* _Problem description_
Reproduce every line of the entries below without any changes, and leave the pictures out of your answer.

── Raw data ──

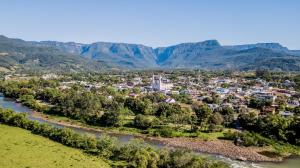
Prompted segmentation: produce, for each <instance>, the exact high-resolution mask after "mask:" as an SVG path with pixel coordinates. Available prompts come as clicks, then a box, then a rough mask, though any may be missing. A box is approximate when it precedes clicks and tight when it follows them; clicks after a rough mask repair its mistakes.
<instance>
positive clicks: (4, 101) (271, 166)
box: [0, 94, 300, 168]
mask: <svg viewBox="0 0 300 168" xmlns="http://www.w3.org/2000/svg"><path fill="white" fill-rule="evenodd" d="M0 107H1V108H9V109H12V110H14V111H16V112H26V113H28V114H29V118H30V119H31V120H37V121H39V122H41V123H48V124H51V125H53V126H55V127H64V126H62V125H59V124H54V123H51V122H48V121H46V120H43V119H39V118H34V117H33V116H32V115H31V114H32V110H31V109H29V108H27V107H25V106H23V105H22V104H20V103H16V102H15V101H14V100H12V99H9V98H5V97H3V95H2V94H0ZM69 128H71V129H73V130H74V131H76V132H79V133H88V134H93V135H95V136H101V134H102V133H101V132H98V131H87V130H84V129H80V128H74V127H69ZM110 136H114V137H116V138H118V139H119V141H120V142H122V143H125V142H128V141H129V140H131V139H133V138H135V137H134V136H132V135H122V134H110ZM146 142H147V143H149V144H151V145H152V146H154V147H156V148H161V147H164V145H163V144H162V143H160V142H157V141H152V140H146ZM199 154H200V155H202V156H204V157H209V158H212V159H215V160H221V161H224V162H227V163H228V164H230V165H231V167H233V168H299V167H300V158H299V157H297V158H289V159H286V160H285V161H284V162H282V163H250V162H242V161H237V160H232V159H229V158H226V157H223V156H220V155H210V154H203V153H199Z"/></svg>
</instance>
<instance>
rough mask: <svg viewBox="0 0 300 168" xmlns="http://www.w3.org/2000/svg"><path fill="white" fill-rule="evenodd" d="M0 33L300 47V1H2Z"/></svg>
mask: <svg viewBox="0 0 300 168" xmlns="http://www.w3.org/2000/svg"><path fill="white" fill-rule="evenodd" d="M0 7H1V10H0V21H1V22H0V34H3V35H6V36H8V37H17V38H22V39H25V40H36V41H40V40H57V41H76V42H82V43H91V42H96V41H107V42H128V43H141V44H145V45H149V46H152V47H157V46H167V45H172V44H177V43H182V42H196V41H204V40H208V39H217V40H219V42H220V43H221V44H223V45H232V44H244V43H257V42H279V43H281V44H283V45H284V46H287V47H288V48H291V49H300V1H299V0H1V1H0Z"/></svg>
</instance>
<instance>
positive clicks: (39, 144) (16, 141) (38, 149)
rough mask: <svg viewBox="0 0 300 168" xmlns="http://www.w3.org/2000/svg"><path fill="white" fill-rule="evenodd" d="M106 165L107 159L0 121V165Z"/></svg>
mask: <svg viewBox="0 0 300 168" xmlns="http://www.w3.org/2000/svg"><path fill="white" fill-rule="evenodd" d="M41 167H42V168H58V167H61V168H68V167H78V168H96V167H97V168H106V167H110V166H109V165H108V163H106V162H104V161H103V160H102V159H101V158H98V157H95V156H90V155H87V154H85V153H84V152H83V151H81V150H78V149H74V148H70V147H66V146H64V145H62V144H59V143H56V142H53V141H51V140H49V139H47V138H44V137H41V136H38V135H34V134H32V133H31V132H29V131H27V130H23V129H21V128H16V127H11V126H7V125H3V124H0V168H41Z"/></svg>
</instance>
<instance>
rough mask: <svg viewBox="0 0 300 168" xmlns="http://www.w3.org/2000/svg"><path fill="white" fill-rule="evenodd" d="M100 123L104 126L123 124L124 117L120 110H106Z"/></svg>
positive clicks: (117, 125)
mask: <svg viewBox="0 0 300 168" xmlns="http://www.w3.org/2000/svg"><path fill="white" fill-rule="evenodd" d="M100 124H101V125H103V126H114V127H118V126H121V125H122V118H121V115H120V113H119V111H110V112H105V113H104V114H103V115H102V117H101V118H100Z"/></svg>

───

* _Answer box_
Prompted segmentation: produce, for each <instance>, the exact high-resolution mask after "mask:" as an SVG path with pixel coordinates. Available prompts come as clicks, then a box, then a rough mask, though any may be missing. A box is approximate when it precedes clicks and tight when it follows them; clicks after a rough mask repair its mistakes.
<instance>
positive clicks: (4, 101) (271, 166)
box: [0, 94, 300, 168]
mask: <svg viewBox="0 0 300 168" xmlns="http://www.w3.org/2000/svg"><path fill="white" fill-rule="evenodd" d="M0 107H1V108H9V109H12V110H14V111H16V112H26V113H28V114H29V118H30V119H31V120H37V121H39V122H41V123H48V124H51V125H53V126H55V127H64V126H62V125H59V124H54V123H51V122H48V121H46V120H43V119H39V118H34V117H33V116H32V115H31V114H32V110H31V109H29V108H27V107H25V106H23V105H22V104H20V103H16V102H15V101H14V100H12V99H9V98H5V97H3V95H2V94H0ZM69 128H71V129H73V130H74V131H76V132H79V133H88V134H93V135H95V136H101V134H102V133H101V132H98V131H87V130H84V129H80V128H74V127H69ZM110 136H114V137H116V138H118V139H119V141H120V142H122V143H125V142H128V141H129V140H131V139H133V138H135V137H134V136H132V135H122V134H110ZM146 142H147V143H149V144H151V145H152V146H154V147H156V148H161V147H164V145H163V144H162V143H160V142H157V141H152V140H146ZM199 154H200V155H202V156H204V157H209V158H212V159H215V160H221V161H224V162H227V163H228V164H230V165H231V167H233V168H299V167H300V158H299V157H297V158H289V159H286V160H285V161H284V162H282V163H250V162H242V161H237V160H232V159H229V158H226V157H223V156H220V155H210V154H203V153H199Z"/></svg>
</instance>
<instance>
rough mask: <svg viewBox="0 0 300 168" xmlns="http://www.w3.org/2000/svg"><path fill="white" fill-rule="evenodd" d="M0 33L300 47V1H2Z"/></svg>
mask: <svg viewBox="0 0 300 168" xmlns="http://www.w3.org/2000/svg"><path fill="white" fill-rule="evenodd" d="M0 7H1V10H0V21H1V22H0V34H3V35H6V36H8V37H17V38H22V39H25V40H36V41H40V40H57V41H76V42H82V43H91V42H96V41H107V42H128V43H141V44H145V45H149V46H152V47H157V46H167V45H172V44H177V43H182V42H196V41H204V40H208V39H217V40H219V42H220V43H221V44H223V45H232V44H244V43H257V42H279V43H281V44H283V45H284V46H287V47H288V48H291V49H300V1H299V0H1V1H0Z"/></svg>
</instance>
<instance>
positive clicks: (39, 144) (16, 141) (38, 149)
rough mask: <svg viewBox="0 0 300 168" xmlns="http://www.w3.org/2000/svg"><path fill="white" fill-rule="evenodd" d="M106 165L107 159L0 121V165Z"/></svg>
mask: <svg viewBox="0 0 300 168" xmlns="http://www.w3.org/2000/svg"><path fill="white" fill-rule="evenodd" d="M41 167H42V168H58V167H61V168H68V167H78V168H96V167H97V168H106V167H110V166H109V165H108V163H106V162H104V161H103V160H102V159H101V158H98V157H95V156H90V155H87V154H85V153H84V152H83V151H81V150H78V149H74V148H70V147H66V146H64V145H62V144H59V143H56V142H53V141H51V140H49V139H47V138H44V137H41V136H38V135H34V134H32V133H31V132H29V131H27V130H23V129H21V128H16V127H11V126H7V125H3V124H0V168H41Z"/></svg>
</instance>
<instance>
rough mask: <svg viewBox="0 0 300 168" xmlns="http://www.w3.org/2000/svg"><path fill="white" fill-rule="evenodd" d="M100 123L104 126L123 124L124 117L120 110H106Z"/></svg>
positive clicks: (117, 125)
mask: <svg viewBox="0 0 300 168" xmlns="http://www.w3.org/2000/svg"><path fill="white" fill-rule="evenodd" d="M100 124H101V125H103V126H114V127H118V126H121V125H122V118H121V115H120V113H119V111H110V112H105V113H104V114H103V115H102V117H101V118H100Z"/></svg>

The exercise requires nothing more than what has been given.